* **YOUR ASSIGNMENT**
Exactly as written, reproduce all of the entries.

[DATA EXTRACTS]

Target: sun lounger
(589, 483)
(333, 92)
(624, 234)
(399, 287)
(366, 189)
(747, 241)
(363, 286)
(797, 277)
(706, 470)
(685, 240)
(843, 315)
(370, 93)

[/DATA EXTRACTS]

* **EXPECTED ANSWER**
Target: sun lounger
(589, 483)
(333, 92)
(624, 234)
(399, 287)
(366, 189)
(747, 241)
(363, 286)
(797, 277)
(706, 470)
(685, 240)
(843, 315)
(370, 93)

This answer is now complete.